*STATED EXERCISE*
Count the lines in the data below that contain the string "format", with case counting. Reply with the number alone.

*MATERIAL TO PROCESS*

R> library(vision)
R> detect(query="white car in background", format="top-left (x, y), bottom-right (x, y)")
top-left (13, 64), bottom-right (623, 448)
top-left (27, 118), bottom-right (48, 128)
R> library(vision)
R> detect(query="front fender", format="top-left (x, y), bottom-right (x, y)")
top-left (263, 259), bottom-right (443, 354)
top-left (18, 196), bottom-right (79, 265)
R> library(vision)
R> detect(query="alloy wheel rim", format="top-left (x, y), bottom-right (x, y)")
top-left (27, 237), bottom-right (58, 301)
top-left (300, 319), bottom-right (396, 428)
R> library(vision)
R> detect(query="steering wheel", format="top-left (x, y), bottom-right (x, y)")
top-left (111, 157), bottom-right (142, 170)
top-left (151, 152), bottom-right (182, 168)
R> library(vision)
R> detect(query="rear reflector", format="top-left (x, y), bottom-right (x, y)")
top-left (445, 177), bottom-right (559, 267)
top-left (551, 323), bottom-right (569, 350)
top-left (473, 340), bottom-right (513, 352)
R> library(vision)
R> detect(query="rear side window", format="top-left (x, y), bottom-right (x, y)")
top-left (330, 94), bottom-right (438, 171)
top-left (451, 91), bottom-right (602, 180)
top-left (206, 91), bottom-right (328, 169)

--

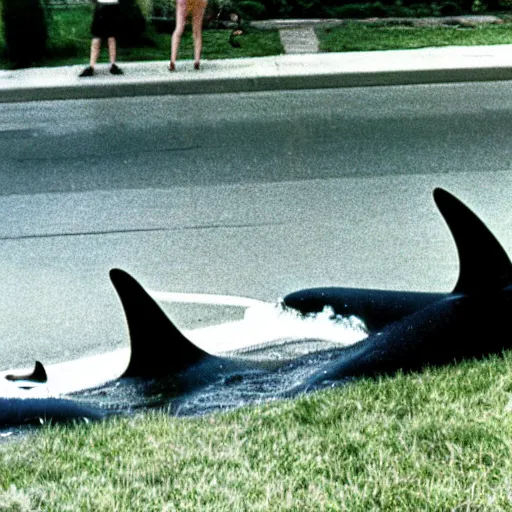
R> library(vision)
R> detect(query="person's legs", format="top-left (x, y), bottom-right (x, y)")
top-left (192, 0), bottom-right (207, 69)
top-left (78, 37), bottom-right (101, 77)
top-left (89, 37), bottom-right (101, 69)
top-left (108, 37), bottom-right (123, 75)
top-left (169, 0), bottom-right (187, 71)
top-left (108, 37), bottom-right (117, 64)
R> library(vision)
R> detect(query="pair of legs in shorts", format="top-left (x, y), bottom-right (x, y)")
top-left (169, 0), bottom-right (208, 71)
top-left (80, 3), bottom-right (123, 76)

*FINISHED TASK*
8